#### Work instructions:
Reproduce the entries beneath exactly, without their images.

#### Dataset extract:
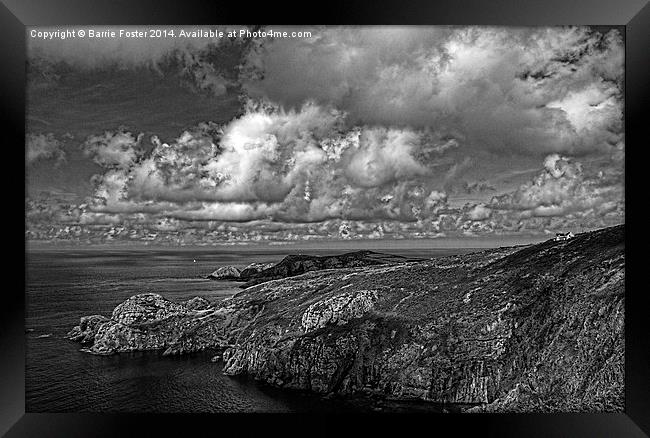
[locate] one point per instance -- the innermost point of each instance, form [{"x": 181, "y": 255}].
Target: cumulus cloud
[
  {"x": 112, "y": 149},
  {"x": 564, "y": 188},
  {"x": 532, "y": 90},
  {"x": 43, "y": 147},
  {"x": 369, "y": 132},
  {"x": 289, "y": 165}
]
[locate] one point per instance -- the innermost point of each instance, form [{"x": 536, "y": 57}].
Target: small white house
[{"x": 564, "y": 236}]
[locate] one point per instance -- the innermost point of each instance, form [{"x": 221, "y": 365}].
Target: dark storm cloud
[
  {"x": 373, "y": 132},
  {"x": 522, "y": 90},
  {"x": 43, "y": 147}
]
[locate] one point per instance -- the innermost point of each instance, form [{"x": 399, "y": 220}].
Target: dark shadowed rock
[
  {"x": 253, "y": 269},
  {"x": 536, "y": 328},
  {"x": 225, "y": 273},
  {"x": 150, "y": 322},
  {"x": 298, "y": 264}
]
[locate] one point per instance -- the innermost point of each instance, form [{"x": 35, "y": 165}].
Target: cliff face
[
  {"x": 538, "y": 328},
  {"x": 298, "y": 264}
]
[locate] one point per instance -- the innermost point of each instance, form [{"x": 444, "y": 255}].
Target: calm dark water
[{"x": 65, "y": 284}]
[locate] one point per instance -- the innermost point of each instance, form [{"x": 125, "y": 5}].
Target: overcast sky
[{"x": 356, "y": 131}]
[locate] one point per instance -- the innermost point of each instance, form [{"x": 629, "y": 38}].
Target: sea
[{"x": 65, "y": 283}]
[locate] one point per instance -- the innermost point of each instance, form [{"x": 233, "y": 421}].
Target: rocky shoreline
[{"x": 535, "y": 328}]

#### Answer below:
[locate] one point per instance -- the innermost point of each instance, form [{"x": 181, "y": 255}].
Target: cumulus cloud
[
  {"x": 112, "y": 149},
  {"x": 564, "y": 188},
  {"x": 532, "y": 90},
  {"x": 43, "y": 147},
  {"x": 369, "y": 132},
  {"x": 289, "y": 165}
]
[locate] one point per instance -- the innermost point of each instance, form [{"x": 536, "y": 57}].
Target: small white house
[{"x": 564, "y": 236}]
[locate] one point per instance -- the innermost point of each instance, form [{"x": 221, "y": 365}].
Target: dark storm cloud
[
  {"x": 373, "y": 132},
  {"x": 522, "y": 90},
  {"x": 43, "y": 147}
]
[locate] one point per instance -- the innermost point of each instance, form [{"x": 399, "y": 220}].
Target: dark shadowed rock
[
  {"x": 253, "y": 269},
  {"x": 536, "y": 328},
  {"x": 225, "y": 273},
  {"x": 150, "y": 322},
  {"x": 298, "y": 264}
]
[locate] one point per instance -- the innermost point of each instance, form [{"x": 35, "y": 165}].
Target: cliff face
[
  {"x": 538, "y": 328},
  {"x": 298, "y": 264}
]
[locate] one point per instance -- the innermost point of each instance, form [{"x": 444, "y": 255}].
Target: calm dark water
[{"x": 65, "y": 284}]
[locate] one point per instance -- the innermost point of each instance, form [{"x": 125, "y": 5}].
Target: overcast sky
[{"x": 356, "y": 131}]
[locate] one point per instance -- the innermost point of each instance, form [{"x": 629, "y": 38}].
Target: sea
[{"x": 65, "y": 283}]
[locate] one point per instance -- the innermost point of each instance, form [{"x": 233, "y": 421}].
Target: rocky shoreline
[{"x": 535, "y": 328}]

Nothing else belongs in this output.